━━ 提示文

奥のほそみちで、松尾芭蕉が行きたい!と熱望しながらも、ご当地俳句を詠まなかった場所。そこが松島だ。
松島や ああ松島や。。。は、芭蕉の句ではないらしい。
その松島にあるのが、国宝とされている瑞巌寺だ。
伊達の文化を感じる寺だ。


確かに素晴らしい寺院であった。伊達文化を感じる。

平面地図で見ただけなので、松島海岸駅からもう少し遠いかな?山登りするかな?と勝手に思っていたら、あら近い。平坦やないですか。の感想だった。
元々は、天台宗寺院であったが、鎌倉時代に臨済宗となり、江戸時代に伊達政宗が今の姿にしたらしい。
本堂、庭と見事なものであった。

萩の花が綺麗に咲いていた。あ、仙台名物「萩の月」はここから?か!

太平洋にかかった橋を渡り、五大堂へと。こちらも瑞巌寺の一部である。ここから日本三景と言われる島々がよく観える。
こちらの五大堂は景観がよく、ここだけを訪れてもいいと思えるほどだ。
ちなみに、ここだけなら入館料は要らない。御朱印は瑞巌寺で貰う。


日本三景・松島は晴天の日にはこんなにも素晴らしい。翌日が雨の予報だったので、どうしても土曜日に行きたかった。
松島は素晴らしい。

と、ここで又、五木寛之先生の本を引用したい。


みちのくで有名な観光地というときに、まっさきに名前があがるのは、やはり松島なのではあるまいか。
ちなみに「日本三景」のネーミングをしたのは、江戸時代の儒学者である林羅山の息子で。林春斎という人だったらしい。
「松島」とは、松島湾に浮かぶ大小260あまりの島の総称だが、多くの歌に詠まれている。
だが、松島を広く世に知らせることになったのは、何と言っても松尾芭蕉の「おくのほそ道」の力だろう。その影響は大きく、近世になると、詩歌や俳句や紀行文に「松島」という名が氾濫するようになる。
瑞巌寺は。芭蕉が「おくのほそ道」の旅で尋ねている古刹である。
ここに一つ不可解な謎がある。それは、芭蕉がこの松島・瑞巌寺では一つも句を詠んでいない、ということだ。
太宰治が書いた「惜別」という小説にも、主人公の魯迅が松島の景色の良さを見つけるのに悩む場面がある。もちろん、これは小説であり、魯迅が本当にそう思っていたという確証はない。むしろ、太宰自身が思っていたことを書いたものらしい。
けれども、私は松島の景観に思いの他交換を覚えた。海と島と緑に包まれたこの周辺の眺めというのは、清潔感があってなかなかいい。鳥の声と共に、出航する船の汽笛が聞こえてくる。
松島といえば瑞巌寺。瑞巌寺といえば松島。「超」がつくほど有名な場所と由緒ある寺がワンセットになっていれば、これは強い。松島を訪れる観光客は、ほぼ例外なく瑞巌寺へも足を運ぶ。
瑞巌寺は言わずと知れた戦国の名称、伊達政宗の寺である。現在の瑞巌寺の建物は。すべて伊達政宗によって造営されたもの。ある意味で、仙台藩62万石の栄光の歴史を象徴しているような寺だ。

━━━━

課題一覧.
- A) 松島と瑞巌寺についての文章に照らして、次の(i)〜(iii)が内容と一致するかをそれぞれ「はい」か「いいえ」で判定し、決め手となる本文の語句を引用しなさい。(i) 瑞巌寺はもともと臨済宗の寺院だった。(ii) 五大堂だけを訪れる場合、入館料はかからない。(iii) 「日本三景」と名付けたのは林羅山だとされている。
- B) 松島と瑞巌寺についての文章にある「「松島」とは、松島湾に浮かぶ大小260あまりの島の総称だが、多くの歌に詠まれている。」という一文を英語に訳しなさい。
- C) 松島と瑞巌寺についての文章を、最後の文の後から書き継ぎなさい。

━━ 表示データ

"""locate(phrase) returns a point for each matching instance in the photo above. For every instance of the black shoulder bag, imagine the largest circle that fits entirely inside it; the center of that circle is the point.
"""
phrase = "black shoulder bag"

━━━━

各課題の解答.
- A)
(i) いいえ。「元々は、天台宗寺院であったが、鎌倉時代に臨済宗となり」
(ii) はい。「ちなみに、ここだけなら入館料は要らない。」
(iii) いいえ。「林羅山の息子で。林春斎という人だったらしい」

- B) "Matsushima" is the collective name for the more than 260 islands, large and small, that float in Matsushima Bay, and it has been celebrated in many poems.

- C)
ただ、もともと寺としては、仙台藩が成立するはるか以前からこの地に存在していた。
この寺の歴史は複雑だ。それは、「松島青龍山瑞巌円福禅寺」という正式名称にも表れている。寺の名前や宗派が途中で変わる例は少なくないが、この寺の場合、名前だけでも延福寺、瑞巌寺と変化し、宗派も天台宗から臨済宗に転じている。
寺伝によれば、最初にこの寺を作ったのは慈覚大師円仁である。円仁は天長5年(828年)に、淳和天皇の勅宣を賜ってこの地を訪れ、ここにお堂を作って延福寺と命名する。この名前には「比叡山延暦寺に比肩すべし」という意味が込められているという。
その円仁の願い通り、延福寺は鎌倉時代まで、みちのくの天台宗寺院として広く世に聞こえていたらしい。しかし、延福寺は鎌倉幕府の執権北条時頼によって、円福寺という臨済宗の寺に変わる事になる。
建長寺を創建したのが、この北条時頼だった。
建長寺創建から3年後に時頼は出家するが、以後も実験を握り続けていた。そして、出家後の時頼がひそかに諸国を遍歴した、という伝説が生まれる。
延福寺の寺伝によると、この時頼が諸国行脚の途中で松島に立ち寄ったとき、ちょうど延福寺の鎮守である日吉山王社の祭礼が行われていた。その時、時頼が祭礼の邪魔をしたので、天台宗の衆徒たちは怒ってかれを殺そうとしたらしい。
だが、祭礼の日に殺生は不可、と言ってとりなす僧がいたため、時頼は逃げのびる事ができた。その日、ひそかに岩窟で夜を過ごした時頼は、修行中の法身(ほっしん)性西(しょうさい)という禅僧に出会い、感銘を受ける。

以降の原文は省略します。